__Required work__.
Could you render the material from the line containing "Locate the wood" through the line containing "<point>551,406</point>" as a JSON list of strings, one string per line, with blank lines left out?

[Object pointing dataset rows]
--- BEGIN ---
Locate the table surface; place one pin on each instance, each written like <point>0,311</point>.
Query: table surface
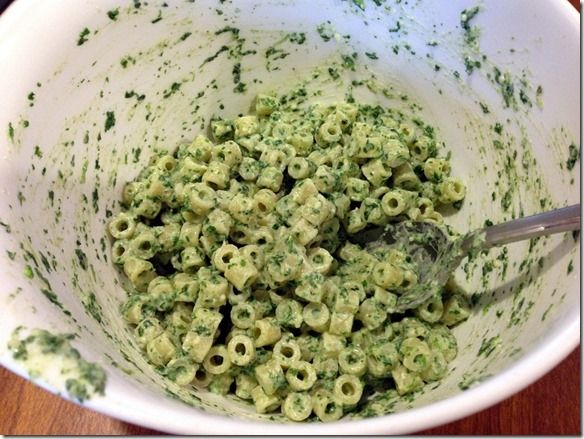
<point>550,406</point>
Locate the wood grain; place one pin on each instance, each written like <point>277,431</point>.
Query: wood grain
<point>551,406</point>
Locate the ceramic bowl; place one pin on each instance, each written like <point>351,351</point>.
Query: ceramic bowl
<point>90,88</point>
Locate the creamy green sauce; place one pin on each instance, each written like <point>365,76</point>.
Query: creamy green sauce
--- END ---
__Response for this exercise__.
[
  "Locate the wood grain; place one pin on each instance, each written like <point>277,431</point>.",
  "Query: wood grain",
  "<point>551,406</point>"
]